== WHAT YOU ARE ASKED TO DO ==
Lines holding the word "Target" must be located in the listing below and copied.

== DATASET ==
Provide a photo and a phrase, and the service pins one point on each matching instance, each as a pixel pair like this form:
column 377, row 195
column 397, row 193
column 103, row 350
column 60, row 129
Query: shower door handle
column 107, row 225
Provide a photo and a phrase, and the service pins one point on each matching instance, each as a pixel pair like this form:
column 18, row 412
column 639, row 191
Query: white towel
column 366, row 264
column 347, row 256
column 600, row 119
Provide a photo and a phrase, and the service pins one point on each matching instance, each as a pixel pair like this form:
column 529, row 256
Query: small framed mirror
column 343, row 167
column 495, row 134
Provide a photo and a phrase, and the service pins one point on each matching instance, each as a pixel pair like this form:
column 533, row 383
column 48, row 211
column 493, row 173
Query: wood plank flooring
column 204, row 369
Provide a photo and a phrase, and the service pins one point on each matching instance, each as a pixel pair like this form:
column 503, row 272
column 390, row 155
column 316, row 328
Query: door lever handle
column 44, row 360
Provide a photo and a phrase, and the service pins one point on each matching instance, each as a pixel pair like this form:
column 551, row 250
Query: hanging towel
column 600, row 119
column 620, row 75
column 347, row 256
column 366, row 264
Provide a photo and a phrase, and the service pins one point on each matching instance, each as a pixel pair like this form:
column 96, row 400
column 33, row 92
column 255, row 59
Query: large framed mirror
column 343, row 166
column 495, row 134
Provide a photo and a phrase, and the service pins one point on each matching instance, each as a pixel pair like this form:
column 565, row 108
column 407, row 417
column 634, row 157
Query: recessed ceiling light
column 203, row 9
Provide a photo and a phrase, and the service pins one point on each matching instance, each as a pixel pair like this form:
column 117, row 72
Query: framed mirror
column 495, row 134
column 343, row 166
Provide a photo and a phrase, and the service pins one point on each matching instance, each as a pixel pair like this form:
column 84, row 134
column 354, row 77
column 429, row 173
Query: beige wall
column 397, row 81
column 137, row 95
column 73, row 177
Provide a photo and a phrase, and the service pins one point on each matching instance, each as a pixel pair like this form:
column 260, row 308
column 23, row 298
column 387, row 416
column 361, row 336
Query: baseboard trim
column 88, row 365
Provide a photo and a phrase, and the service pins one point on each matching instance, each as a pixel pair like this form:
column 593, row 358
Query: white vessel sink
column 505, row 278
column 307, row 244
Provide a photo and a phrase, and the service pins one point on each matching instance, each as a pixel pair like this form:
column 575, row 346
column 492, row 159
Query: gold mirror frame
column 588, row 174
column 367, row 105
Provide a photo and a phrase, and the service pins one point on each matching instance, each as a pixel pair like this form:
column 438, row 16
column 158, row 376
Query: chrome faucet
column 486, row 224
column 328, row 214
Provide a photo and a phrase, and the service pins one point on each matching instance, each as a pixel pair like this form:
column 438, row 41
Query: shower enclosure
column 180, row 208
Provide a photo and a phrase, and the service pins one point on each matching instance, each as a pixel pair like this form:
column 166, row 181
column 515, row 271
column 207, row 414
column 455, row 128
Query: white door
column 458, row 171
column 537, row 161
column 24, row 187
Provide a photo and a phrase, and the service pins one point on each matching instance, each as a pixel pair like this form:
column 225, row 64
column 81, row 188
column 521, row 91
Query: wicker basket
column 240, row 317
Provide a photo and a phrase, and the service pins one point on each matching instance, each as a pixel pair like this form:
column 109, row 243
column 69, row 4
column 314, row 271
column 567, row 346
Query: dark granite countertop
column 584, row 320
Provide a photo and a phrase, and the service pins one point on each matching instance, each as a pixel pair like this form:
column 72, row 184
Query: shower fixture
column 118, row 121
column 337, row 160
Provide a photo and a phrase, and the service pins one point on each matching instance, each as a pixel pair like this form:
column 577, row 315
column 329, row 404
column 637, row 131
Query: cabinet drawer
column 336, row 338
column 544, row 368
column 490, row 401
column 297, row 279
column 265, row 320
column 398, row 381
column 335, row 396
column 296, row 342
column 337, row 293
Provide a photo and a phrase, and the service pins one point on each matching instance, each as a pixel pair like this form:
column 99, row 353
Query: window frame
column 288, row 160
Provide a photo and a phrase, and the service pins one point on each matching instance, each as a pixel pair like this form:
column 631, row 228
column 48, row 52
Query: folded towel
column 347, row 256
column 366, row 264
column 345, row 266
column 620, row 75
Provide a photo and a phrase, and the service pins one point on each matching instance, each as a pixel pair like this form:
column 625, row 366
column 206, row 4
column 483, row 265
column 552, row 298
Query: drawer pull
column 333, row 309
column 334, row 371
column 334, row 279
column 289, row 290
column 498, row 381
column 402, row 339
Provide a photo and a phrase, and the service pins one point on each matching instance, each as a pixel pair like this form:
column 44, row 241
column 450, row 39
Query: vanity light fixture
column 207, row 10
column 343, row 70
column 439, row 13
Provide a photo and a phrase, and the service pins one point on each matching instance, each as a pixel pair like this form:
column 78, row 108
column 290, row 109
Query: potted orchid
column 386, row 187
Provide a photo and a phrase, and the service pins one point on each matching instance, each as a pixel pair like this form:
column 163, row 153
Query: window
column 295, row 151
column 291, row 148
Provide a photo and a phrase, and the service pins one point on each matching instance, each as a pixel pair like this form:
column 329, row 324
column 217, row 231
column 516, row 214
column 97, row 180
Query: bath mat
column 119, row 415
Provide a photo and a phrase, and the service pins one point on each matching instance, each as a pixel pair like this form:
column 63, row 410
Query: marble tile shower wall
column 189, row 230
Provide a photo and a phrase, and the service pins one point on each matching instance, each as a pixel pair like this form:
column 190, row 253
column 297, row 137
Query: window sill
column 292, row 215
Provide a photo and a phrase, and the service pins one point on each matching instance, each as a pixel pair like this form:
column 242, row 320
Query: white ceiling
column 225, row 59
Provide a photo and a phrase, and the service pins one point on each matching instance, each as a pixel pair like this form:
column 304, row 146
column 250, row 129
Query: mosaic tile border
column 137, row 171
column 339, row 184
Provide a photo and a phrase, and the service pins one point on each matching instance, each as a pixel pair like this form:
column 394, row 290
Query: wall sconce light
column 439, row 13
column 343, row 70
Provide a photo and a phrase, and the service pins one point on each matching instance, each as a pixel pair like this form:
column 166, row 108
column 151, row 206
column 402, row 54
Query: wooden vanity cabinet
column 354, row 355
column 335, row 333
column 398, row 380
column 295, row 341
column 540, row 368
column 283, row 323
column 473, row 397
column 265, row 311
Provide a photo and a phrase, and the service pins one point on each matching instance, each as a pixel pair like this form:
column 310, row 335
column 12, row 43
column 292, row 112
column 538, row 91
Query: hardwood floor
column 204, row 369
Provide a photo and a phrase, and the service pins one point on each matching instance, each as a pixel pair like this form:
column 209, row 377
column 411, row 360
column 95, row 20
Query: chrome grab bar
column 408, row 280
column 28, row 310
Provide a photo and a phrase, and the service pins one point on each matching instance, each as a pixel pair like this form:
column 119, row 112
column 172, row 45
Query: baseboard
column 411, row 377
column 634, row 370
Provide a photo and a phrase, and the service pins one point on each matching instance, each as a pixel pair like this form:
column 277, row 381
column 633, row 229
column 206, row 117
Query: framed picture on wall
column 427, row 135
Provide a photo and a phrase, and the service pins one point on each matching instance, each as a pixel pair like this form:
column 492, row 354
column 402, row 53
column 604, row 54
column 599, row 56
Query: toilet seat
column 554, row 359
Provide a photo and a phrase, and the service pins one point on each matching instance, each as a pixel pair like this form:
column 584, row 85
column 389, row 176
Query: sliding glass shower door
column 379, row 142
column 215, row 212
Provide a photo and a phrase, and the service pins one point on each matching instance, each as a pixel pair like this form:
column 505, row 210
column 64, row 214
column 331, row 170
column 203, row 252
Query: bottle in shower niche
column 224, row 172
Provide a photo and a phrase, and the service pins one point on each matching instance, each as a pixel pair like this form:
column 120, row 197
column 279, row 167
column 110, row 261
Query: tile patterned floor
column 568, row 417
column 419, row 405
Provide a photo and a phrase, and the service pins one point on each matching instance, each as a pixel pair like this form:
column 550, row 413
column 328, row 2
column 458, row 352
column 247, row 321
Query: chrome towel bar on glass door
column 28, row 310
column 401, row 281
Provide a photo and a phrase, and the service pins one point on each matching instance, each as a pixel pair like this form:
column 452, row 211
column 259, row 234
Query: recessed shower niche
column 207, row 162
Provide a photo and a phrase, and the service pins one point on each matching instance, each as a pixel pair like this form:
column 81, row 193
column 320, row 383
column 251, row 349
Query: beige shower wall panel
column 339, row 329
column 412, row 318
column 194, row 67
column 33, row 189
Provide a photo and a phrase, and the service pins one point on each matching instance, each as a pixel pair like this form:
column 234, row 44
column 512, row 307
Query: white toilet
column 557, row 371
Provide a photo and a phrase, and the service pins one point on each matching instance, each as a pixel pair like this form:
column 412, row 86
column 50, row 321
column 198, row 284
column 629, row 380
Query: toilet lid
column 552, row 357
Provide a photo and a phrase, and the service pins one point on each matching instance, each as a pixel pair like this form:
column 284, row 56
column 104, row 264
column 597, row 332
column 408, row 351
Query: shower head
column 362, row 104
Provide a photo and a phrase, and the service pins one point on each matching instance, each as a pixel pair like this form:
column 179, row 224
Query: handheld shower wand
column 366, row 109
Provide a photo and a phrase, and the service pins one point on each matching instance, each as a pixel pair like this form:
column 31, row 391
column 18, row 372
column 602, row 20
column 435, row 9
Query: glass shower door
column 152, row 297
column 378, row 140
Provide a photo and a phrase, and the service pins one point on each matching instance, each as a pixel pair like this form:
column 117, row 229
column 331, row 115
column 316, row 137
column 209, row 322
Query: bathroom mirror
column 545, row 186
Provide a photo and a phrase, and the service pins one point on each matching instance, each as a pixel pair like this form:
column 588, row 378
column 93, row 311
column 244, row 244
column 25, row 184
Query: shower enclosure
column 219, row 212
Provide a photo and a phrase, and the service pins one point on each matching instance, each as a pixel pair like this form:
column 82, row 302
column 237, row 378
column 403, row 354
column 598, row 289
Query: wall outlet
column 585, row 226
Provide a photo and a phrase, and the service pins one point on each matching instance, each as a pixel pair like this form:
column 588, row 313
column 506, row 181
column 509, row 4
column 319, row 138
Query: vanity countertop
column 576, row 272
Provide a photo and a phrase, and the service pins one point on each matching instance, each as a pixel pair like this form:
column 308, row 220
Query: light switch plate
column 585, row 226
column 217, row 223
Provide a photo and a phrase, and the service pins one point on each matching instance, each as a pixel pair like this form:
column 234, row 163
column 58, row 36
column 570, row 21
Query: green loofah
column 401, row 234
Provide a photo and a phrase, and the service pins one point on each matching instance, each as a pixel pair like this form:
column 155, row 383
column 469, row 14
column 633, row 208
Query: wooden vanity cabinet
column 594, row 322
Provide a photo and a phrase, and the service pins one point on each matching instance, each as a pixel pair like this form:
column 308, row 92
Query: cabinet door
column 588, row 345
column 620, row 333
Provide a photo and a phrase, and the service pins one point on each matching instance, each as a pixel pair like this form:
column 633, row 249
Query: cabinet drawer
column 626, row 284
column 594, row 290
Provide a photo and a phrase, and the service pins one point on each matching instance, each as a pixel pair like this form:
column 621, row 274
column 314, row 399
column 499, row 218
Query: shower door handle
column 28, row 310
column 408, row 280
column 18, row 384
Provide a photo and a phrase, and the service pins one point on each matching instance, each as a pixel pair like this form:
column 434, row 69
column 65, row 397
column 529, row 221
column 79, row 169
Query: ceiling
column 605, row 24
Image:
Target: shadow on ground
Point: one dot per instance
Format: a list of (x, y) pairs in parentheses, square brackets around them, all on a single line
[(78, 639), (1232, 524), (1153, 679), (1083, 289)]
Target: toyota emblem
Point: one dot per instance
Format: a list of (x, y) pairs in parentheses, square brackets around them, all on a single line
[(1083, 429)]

== ANSWER SECTION ==
Target: shadow on ground
Target: toyota emblem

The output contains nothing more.